## Requirement
Filter these entries, keeping only lines that hold the word "rough".

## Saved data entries
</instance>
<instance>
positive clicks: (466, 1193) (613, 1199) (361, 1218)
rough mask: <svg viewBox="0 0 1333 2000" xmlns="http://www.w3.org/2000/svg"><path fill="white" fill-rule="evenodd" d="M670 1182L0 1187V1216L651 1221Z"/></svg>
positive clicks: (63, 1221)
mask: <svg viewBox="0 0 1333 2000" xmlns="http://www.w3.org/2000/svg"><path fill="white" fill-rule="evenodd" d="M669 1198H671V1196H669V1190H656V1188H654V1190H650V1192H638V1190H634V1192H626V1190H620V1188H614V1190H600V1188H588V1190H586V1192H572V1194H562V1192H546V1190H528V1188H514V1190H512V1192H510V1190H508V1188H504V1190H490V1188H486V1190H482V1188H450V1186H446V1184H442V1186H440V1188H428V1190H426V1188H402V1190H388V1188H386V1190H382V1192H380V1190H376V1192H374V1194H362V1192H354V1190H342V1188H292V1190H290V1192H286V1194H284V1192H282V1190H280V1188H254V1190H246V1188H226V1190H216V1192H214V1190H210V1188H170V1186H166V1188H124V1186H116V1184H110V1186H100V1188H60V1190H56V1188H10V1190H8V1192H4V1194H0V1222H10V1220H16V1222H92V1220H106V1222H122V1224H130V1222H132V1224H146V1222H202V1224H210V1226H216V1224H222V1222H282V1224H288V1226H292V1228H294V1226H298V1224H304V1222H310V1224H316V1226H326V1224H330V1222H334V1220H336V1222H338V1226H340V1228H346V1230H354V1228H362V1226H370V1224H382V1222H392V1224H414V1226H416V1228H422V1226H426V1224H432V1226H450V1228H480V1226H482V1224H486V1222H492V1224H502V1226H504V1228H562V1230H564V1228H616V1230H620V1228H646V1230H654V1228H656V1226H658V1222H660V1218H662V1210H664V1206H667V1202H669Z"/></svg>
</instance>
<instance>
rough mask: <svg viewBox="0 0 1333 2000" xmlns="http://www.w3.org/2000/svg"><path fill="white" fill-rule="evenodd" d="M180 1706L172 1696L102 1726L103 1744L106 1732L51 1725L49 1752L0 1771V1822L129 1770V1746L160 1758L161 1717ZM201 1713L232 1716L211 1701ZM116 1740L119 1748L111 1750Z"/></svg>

## Result for this task
rough mask: <svg viewBox="0 0 1333 2000" xmlns="http://www.w3.org/2000/svg"><path fill="white" fill-rule="evenodd" d="M670 1182L0 1187V1216L651 1221Z"/></svg>
rough mask: <svg viewBox="0 0 1333 2000" xmlns="http://www.w3.org/2000/svg"><path fill="white" fill-rule="evenodd" d="M180 1706L172 1696L102 1726L103 1744L106 1732L51 1725L49 1752L0 1771V1822L129 1770V1746L160 1758L161 1717ZM201 1713L232 1716L211 1701ZM116 1740L119 1748L111 1750Z"/></svg>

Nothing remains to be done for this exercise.